(begin)

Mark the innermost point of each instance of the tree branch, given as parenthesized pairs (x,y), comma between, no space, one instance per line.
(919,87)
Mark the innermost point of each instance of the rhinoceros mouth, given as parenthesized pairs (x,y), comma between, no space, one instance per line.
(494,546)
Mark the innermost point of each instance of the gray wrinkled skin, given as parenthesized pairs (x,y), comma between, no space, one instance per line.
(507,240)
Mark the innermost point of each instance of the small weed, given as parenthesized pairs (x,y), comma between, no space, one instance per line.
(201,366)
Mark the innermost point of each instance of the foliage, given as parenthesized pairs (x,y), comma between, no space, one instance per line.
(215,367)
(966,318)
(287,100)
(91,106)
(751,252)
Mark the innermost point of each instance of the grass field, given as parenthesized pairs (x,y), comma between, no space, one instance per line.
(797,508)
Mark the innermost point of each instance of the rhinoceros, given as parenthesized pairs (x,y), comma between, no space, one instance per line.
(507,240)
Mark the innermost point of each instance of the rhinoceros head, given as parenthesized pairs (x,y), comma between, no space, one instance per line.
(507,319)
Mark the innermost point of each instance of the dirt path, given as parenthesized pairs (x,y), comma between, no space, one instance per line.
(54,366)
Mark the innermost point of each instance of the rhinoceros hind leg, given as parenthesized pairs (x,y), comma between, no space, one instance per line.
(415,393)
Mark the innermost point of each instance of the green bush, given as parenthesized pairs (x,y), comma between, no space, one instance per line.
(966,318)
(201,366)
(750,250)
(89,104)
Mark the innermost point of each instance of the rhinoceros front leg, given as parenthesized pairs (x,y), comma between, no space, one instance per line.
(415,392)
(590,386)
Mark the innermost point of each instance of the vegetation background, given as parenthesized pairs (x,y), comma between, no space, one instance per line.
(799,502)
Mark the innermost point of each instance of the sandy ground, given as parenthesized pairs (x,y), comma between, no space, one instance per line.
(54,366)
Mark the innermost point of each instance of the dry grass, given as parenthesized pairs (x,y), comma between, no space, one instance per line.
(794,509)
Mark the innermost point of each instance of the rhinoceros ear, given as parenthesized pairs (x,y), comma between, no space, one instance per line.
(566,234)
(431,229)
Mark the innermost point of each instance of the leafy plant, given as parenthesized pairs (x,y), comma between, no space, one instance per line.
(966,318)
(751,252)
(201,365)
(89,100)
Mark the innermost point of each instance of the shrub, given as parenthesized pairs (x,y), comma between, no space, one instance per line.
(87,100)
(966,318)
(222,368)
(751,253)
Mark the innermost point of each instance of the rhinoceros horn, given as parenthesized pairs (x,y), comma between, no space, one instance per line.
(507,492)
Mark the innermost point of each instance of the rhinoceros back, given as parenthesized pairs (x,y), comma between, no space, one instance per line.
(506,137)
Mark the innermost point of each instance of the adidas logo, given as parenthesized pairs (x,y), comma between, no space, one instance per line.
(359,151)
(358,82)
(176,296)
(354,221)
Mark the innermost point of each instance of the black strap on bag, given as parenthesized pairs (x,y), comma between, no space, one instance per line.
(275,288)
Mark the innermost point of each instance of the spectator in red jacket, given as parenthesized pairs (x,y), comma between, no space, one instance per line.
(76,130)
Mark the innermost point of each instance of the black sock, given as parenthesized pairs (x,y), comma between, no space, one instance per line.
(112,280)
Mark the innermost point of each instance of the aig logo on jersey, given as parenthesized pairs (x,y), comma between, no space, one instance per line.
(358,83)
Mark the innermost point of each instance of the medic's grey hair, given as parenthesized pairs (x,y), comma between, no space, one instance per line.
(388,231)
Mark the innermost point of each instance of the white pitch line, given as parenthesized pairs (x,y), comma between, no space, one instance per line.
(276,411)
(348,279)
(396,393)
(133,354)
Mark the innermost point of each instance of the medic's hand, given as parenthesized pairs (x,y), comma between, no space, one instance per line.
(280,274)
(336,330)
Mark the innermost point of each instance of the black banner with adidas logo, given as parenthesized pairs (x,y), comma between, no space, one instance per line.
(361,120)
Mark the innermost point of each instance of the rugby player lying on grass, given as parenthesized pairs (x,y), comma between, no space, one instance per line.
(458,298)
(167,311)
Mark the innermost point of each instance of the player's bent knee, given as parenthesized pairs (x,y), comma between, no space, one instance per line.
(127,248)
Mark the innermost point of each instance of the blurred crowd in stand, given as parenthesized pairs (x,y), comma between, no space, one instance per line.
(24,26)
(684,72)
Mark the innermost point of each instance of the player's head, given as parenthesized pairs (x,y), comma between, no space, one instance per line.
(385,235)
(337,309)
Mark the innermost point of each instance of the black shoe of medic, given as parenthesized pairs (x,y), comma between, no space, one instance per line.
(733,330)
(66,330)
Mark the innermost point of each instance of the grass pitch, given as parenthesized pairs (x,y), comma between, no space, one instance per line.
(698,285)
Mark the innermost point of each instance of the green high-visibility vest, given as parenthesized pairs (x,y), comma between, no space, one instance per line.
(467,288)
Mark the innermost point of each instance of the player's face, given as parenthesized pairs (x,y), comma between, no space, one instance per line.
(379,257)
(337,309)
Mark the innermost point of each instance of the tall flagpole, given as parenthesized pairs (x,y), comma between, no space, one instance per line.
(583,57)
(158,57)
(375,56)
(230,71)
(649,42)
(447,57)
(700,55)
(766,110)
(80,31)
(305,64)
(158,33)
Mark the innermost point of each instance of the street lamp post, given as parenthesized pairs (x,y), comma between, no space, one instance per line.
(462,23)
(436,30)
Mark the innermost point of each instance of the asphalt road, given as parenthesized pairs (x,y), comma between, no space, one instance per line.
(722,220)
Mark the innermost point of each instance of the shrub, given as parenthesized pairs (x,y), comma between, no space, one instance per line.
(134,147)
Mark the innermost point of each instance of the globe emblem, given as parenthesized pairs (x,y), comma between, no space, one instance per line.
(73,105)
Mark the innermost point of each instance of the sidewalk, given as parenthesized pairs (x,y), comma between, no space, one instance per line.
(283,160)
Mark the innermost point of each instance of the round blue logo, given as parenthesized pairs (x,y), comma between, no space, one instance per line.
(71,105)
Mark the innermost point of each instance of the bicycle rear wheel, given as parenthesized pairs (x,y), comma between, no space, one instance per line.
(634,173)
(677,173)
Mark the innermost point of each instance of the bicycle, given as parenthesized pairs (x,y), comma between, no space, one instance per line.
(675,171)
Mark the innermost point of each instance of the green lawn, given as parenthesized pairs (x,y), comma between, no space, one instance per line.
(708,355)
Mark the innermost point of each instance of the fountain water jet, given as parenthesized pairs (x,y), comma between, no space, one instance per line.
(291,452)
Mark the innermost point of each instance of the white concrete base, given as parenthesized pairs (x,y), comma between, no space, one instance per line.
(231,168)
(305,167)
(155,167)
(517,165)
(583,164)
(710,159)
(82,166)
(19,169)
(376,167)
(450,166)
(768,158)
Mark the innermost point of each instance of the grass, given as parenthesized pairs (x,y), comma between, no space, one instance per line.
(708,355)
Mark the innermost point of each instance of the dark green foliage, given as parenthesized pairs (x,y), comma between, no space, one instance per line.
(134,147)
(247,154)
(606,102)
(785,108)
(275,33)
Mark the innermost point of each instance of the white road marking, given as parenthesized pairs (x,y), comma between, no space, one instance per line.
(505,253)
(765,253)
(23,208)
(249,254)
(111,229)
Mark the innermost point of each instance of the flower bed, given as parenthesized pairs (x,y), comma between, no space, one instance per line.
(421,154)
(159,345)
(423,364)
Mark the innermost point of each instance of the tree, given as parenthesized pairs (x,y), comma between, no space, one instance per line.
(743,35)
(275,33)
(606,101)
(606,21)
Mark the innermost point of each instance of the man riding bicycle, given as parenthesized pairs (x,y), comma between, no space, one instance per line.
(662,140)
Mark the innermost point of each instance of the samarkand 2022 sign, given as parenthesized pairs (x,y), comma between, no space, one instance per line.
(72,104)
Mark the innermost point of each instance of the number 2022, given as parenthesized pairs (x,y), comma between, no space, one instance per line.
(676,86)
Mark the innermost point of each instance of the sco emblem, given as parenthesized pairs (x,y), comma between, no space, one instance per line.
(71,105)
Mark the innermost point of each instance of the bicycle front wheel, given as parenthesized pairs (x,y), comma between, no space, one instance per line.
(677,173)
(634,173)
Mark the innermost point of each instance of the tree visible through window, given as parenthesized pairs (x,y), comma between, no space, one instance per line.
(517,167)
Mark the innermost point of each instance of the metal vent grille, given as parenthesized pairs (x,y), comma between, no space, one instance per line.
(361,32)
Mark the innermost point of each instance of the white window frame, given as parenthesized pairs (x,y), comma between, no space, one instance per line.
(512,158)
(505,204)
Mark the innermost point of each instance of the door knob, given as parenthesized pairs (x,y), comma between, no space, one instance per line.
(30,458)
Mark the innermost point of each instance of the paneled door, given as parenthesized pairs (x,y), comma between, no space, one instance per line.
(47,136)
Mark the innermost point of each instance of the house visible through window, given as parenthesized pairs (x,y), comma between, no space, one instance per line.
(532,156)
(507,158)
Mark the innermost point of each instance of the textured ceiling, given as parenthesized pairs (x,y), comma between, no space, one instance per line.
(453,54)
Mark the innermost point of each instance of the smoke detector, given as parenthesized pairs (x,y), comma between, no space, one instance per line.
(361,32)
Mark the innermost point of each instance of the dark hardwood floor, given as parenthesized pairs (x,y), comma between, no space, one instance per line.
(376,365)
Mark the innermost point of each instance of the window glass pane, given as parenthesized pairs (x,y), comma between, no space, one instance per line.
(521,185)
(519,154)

(end)

[Brief]
Print exactly the lines above, starting at the line that contains "Mark the innermost point of each instance of the number" and ending with the last line of the records, both included.

[Exercise solution]
Mark the innermost point of each instance of the number 2022, given as parenthesized pairs (x,y), comma between, no space, one instance per line.
(676,86)
Mark the innermost point of each instance of the sco emblem, given as parenthesized pairs (x,y), comma between, no space, one instance per line.
(71,105)
Mark the innermost point of each instance of the bicycle front wheel, given as parenthesized pairs (x,y), comma between, no space, one instance per line.
(677,173)
(634,173)
Mark the innermost point of each instance of the tree visible through window, given as parenthesized pairs (x,y), comma between, no space, one instance per line.
(517,167)
Mark the innermost point of each instance of the metal vent grille, given as parenthesized pairs (x,y), comma between, no space, one instance per line.
(361,32)
Mark the innermost point of each instance of the white window frame, given as parenthesized pairs (x,y), comma between, no space, one instance per line.
(512,158)
(505,204)
Mark the innermost point of each instance of the door knob, given as parenthesized pairs (x,y), comma between, no space, one instance per line.
(30,458)
Mark the innermost point of each instance of the paneled door, given as parenthesized pairs (x,y), comma between, no space, one instance per line.
(47,136)
Mark the innermost point of each instance of the house visible through window, given as parenthesized pairs (x,y), comma between, no space, one instance per line.
(532,156)
(507,158)
Mark the innermost point of each instance of the textured ceiling, given as parenthesized pairs (x,y), comma between, no space, one instance per line.
(453,54)
Mark the innermost point of each instance of the smoke detector, given as parenthesized pairs (x,y), comma between, no space, one instance per line.
(361,32)
Mark the innermost point of each instance of the dark hardwood floor, given as parenthesized pairs (x,y), comma between, no space, one instance per line.
(376,365)
Mark the innermost point of each instance of the window glass pane, given as parenthesized pairs (x,y), comma between, no space, one instance per line.
(521,185)
(519,154)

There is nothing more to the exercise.